Machine Learning in robotics

When hearing the term machine learning, probably the first thing that comes to mind is a robot holding a book. Although quite far from the actual practise of machine learning, robotics are indeed a significant field that offers a variety of applications. From military oriented drones and swarm robotics, to medical robots, such as Da Vinci for robot-assisted surgery, and autonomous vehicles, these systems can be used in real environments to replace humans in all sorts of tasks.

In contrast to image recognition, which is a supervised learning task due to requiring human-provided data , robotics usually involve reinforcement learning. Here, machines are not presented with labelled data, but learn by interacting with their environment through trial and error. Roboticists believe that this type of machine learning is both the most promising and the hardest one to achieve. Depending on the application, these systems may face difficulties with extreme safety requirements, battery consumption or deployment costs that simple computer programs are not concerned with.

::::::::::

▶ Goal of the exercise:
Please edit the part of the robotics excerpt that opens with "Machine Learning in" and closes with "sorts of tasks.", replacing "drones" with "unmanned aircraft". Work only from the robotics excerpt.

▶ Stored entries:
::::::::::

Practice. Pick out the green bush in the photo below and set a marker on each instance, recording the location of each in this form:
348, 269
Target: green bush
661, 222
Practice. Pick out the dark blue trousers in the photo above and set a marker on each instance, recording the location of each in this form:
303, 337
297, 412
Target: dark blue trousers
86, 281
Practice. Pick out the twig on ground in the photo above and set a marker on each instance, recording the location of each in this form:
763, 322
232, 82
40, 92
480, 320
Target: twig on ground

::::::::::

▶ Your response:
Machine Learning in robotics

When hearing the term machine learning, probably the first thing that comes to mind is a robot holding a book. Although quite far from the actual practise of machine learning, robotics are indeed a significant field that offers a variety of applications. From military oriented unmanned aircraft and swarm robotics, to medical robots, such as Da Vinci for robot-assisted surgery, and autonomous vehicles, these systems can be used in real environments to replace humans in all sorts of tasks.